● **Compito assegnato 1**
Secondo il testo su Samuel Beckett, in che anno lo scrittore rassegnò le dimissioni dal Trinity College?
● **Compito assegnato 2**
Prosegui il testo su Samuel Beckett a partire dall'ultima frase riportata.

++++ Estratto della pagina

ESTRAGONE: “E adesso che facciamo?”
VLADIMIRO: “Non lo so.”
ESTRAGONE: “Andiamocene.”
VLADIMIRO: “Non si può.”
ESTRAGONE: “Perché?”
VLADIMIRO: “Aspettiamo Godot.”
ESTRAGONE: “Già, è vero.”
Insieme ad Eugène Ionesco, Samuel Beckett fu uno dei massimi rappresentanti del cosiddetto “ Teatro dell’Assurdo”, un genere teatrale che presenta opere con trame e linguaggio privi di senso, mirati a rappresentare l’assurdità dell’esistenza. Nato a Dublino nel 1906, Beckett frequentò il Trinity College dove studiò inglese, francese e italiano; proprio in francese scriverà spesso i suoi drammi, perché l’uso di una lingua straniera permetteva allo scrittore di rappresentare con distacco la condizione umana in quegli anni. In seguito, a Parigi assunse l’incarico di lecteur d’anglais all’École Normale Supérieure, dove strinse amicizia con James Joyce.
Tornato al Trinity College, Beckett rassegnò le dimissioni nel 1931 per dedicarsi interamente alla sua passione, la scrittura. Nel 1932 compose il primo romanzo, Dream of fair to middling women, pubblicato solo successivamente a causa delle numerose critiche sorte in merito. Nel 1935 pubblicò il libro di poesie Ossa d’eco e cominciò a lavorare al romanzo Murphy, pubblicato nel 1938. Per allontanarsi dalla madre, con cui ebbe sempre un difficile rapporto, Beckett decise di trasferirsi a Parigi, dove consolidò l’amicizia con Joyce e con altri artisti e letterati.
Negli anni della Seconda guerra mondiale collaborò con la Resistenza francese e fu costretto a rifugiarsi nel sud della Francia. Tornato a Dublino, Beckett ebbe una sorta di rivelazione sul suo futuro letterario, e proprio questa vicenda costituisce la trama romanzata dell’ opera L’ultimo nastro di Krapp. Cominciò anche a scrivere il suo primo romanzo direttamente in francese, Mercier et Camier, testo significativo poiché è da molti ritenuto l’immediato antecedente di Aspettando Godot. Pubblicato nel 1952, En attendant Godot fu rappresentato a Parigi nel 1953 e incontrò più critiche che approvazioni; infatti, lo sconcerto di fronte ad una vicenda così priva di senso e così intrisa di pessimismo fu grande. Tuttavia, il successo ottenuto successivamente a Londra e New York segnò l’inizio della carriera teatrale di Beckett, con la produzione di testi come: Finale di partita (1957), L’ultimo nastro di Krapp (1959), Giorni felici (1961) e Respiro (1970).
Tra il 1951 e il 1953 compose la trilogia Molloy, Malone muore e L’innominabile; sicuramente, quest’opera fu molto influenzata dall’amicizia dello scrittore con Joyce poiché, sulle orme dell’amico, Beckett tentò di riconfigurare il romanzo, con il solo risultato di distruggerne e dissolverne la struttura interna. Basti dire che nella trilogia personaggi indefiniti e soli monologano continuamente sul nulla dell’esistenza.

++++++++
++++ Dati estratti

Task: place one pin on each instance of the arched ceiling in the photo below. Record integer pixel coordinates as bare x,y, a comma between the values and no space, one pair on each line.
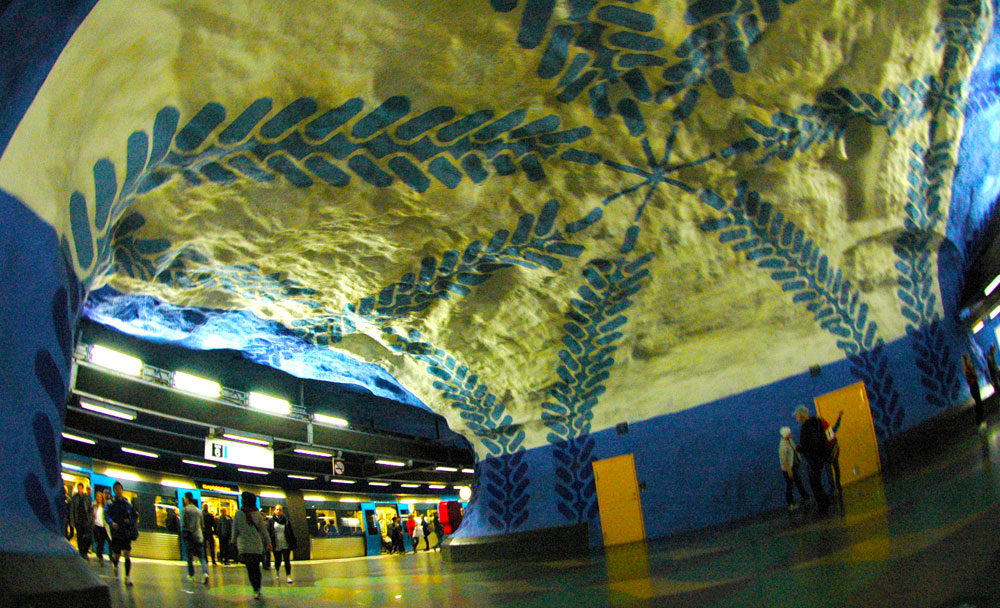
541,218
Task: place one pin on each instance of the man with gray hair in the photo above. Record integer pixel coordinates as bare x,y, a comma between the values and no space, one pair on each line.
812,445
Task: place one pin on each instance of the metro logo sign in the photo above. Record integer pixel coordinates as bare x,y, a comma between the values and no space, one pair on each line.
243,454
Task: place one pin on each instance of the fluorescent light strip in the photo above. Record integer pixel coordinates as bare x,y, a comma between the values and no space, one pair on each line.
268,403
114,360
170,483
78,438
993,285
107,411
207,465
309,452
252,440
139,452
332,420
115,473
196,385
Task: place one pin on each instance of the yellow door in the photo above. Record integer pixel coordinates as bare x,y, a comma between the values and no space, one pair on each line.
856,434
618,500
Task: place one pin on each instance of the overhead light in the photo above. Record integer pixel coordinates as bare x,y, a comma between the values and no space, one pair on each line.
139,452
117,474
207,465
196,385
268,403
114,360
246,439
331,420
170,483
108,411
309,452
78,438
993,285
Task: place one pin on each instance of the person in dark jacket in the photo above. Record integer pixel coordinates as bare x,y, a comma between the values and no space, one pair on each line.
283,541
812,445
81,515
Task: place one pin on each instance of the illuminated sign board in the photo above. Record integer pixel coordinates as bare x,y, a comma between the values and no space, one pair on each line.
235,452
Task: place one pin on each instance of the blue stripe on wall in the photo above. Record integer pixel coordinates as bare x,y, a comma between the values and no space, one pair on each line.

++++++++
++++ Dati estratti

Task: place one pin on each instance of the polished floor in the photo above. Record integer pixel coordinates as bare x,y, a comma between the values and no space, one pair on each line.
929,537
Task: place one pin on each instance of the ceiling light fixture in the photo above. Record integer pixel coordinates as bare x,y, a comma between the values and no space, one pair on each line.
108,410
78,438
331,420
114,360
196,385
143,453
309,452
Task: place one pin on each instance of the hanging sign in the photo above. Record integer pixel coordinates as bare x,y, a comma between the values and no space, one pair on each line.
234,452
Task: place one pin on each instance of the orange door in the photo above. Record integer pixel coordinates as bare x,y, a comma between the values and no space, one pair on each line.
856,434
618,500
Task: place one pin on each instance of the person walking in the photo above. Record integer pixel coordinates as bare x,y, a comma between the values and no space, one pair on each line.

++++++++

● **Risposta corretta 1**
Nel 1931.

● **Risposta corretta 2**
Nel 1956 la BBC Third Programme gli commissionò l’opera radiofonica Tutti quelli che cadono; da questo momento l’autore scrisse varie sceneggiature per la radio e nel 1964 realizzò il cortometraggio Film, presentato al New York Film Festival nel 1965. Nel 1969 gli venne conferito il premio Nobel per la letteratura, poiché la sua opera « traeva motivo di elevazione dalla messa a nudo del dissolvimento dell’uomo d’oggi». Successivamente Beckett si ammalò e trascorse l’ultimo periodo della sua vita in una casa di cura, dove si spense nel 1989.
Beckett nelle sue opere riversa il proprio nichilismo e il proprio pessimismo sulla condizione umana. La realtà è priva di senso per l’autore, perciò l’uomo non può che condurre un’esistenza tragica, basata sulla consapevolezza di quest’insensatezza. Beckett riduce i propri personaggi a larve, individui privi di una volontà, persino di quella più elementare che consiste nel muoversi da un luogo ad un altro. Valgano come esempio i due protagonisti di Aspettando Godot, due esseri incapaci di agire e pensare, incapaci persino di porre fine alla loro tragica condizione con il suicidio. Lo stesso linguaggio riflette questa privazione di senso del reale: infatti, le parole per Beckett non sono alla base di discorsi o di una comunicazione interpersonale, non veicolano un significato. Il discorso umano è ridotto ad un’ accozzaglia di frasi ripetute in modo ossessivo, spesso accostate senza un nesso logico. La realtà contemporanea non ha senso: perché allora dovrebbe avere un senso il linguaggio che esprime questa stessa realtà?